Written exercise: Please pick out each line below that contains the word "white" and copy those lines in full. Case counts, so only matches with the same capitals and lowercase letters qualify.

Given records:
____________________

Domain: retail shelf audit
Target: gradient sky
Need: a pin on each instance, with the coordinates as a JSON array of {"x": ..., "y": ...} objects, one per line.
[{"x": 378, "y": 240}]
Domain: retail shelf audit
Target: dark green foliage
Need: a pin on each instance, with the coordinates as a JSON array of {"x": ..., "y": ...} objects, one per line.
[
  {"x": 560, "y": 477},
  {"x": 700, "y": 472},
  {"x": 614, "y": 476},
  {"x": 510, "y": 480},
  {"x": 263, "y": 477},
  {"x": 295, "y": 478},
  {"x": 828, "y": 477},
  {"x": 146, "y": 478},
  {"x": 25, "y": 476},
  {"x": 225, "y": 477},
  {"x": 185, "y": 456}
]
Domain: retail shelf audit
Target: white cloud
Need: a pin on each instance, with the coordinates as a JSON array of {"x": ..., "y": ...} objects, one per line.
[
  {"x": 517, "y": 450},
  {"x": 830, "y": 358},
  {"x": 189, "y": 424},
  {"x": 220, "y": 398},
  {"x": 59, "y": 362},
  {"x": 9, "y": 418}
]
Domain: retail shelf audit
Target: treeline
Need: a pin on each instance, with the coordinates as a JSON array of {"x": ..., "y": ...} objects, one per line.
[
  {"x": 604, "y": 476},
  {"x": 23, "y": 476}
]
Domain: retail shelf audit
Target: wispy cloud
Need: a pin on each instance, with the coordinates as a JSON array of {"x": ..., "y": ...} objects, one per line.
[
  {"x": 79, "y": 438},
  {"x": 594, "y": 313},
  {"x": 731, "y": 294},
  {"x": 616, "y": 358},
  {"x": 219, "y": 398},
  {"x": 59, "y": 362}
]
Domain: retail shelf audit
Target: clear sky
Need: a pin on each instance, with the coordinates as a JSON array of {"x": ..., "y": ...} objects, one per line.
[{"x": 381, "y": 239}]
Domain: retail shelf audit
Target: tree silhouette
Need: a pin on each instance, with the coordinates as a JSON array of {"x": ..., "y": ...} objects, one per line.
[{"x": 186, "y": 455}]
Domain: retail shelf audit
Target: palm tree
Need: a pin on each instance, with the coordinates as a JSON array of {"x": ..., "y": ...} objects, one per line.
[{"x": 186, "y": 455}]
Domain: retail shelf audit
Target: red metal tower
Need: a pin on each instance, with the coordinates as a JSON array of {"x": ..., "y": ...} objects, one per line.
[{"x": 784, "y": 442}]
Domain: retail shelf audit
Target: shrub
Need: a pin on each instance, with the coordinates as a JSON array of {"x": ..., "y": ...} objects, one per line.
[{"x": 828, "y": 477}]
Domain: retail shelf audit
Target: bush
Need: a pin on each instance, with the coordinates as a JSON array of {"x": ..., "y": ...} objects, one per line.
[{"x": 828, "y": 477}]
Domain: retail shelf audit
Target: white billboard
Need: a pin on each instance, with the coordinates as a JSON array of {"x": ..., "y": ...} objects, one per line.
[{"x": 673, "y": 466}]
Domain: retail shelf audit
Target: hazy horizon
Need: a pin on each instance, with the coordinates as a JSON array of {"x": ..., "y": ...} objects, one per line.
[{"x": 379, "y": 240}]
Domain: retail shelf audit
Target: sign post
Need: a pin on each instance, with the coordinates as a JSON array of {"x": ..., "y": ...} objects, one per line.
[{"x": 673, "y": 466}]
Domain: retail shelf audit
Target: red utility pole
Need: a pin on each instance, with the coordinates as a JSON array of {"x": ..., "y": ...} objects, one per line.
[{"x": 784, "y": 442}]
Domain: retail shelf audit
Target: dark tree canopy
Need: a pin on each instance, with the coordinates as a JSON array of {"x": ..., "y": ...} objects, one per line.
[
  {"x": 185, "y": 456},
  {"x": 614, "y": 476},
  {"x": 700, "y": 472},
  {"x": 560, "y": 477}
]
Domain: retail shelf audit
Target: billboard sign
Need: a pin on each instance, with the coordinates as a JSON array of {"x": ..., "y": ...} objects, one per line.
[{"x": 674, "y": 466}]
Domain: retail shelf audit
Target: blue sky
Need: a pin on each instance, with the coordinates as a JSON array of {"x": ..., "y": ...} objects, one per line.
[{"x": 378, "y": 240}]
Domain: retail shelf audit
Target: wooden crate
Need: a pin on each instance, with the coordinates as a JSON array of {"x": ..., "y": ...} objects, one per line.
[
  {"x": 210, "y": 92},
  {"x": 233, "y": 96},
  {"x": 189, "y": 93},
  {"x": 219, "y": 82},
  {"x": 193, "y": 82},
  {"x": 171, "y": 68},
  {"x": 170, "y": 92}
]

____________________

Answer:
Target: white cloud
Target: white billboard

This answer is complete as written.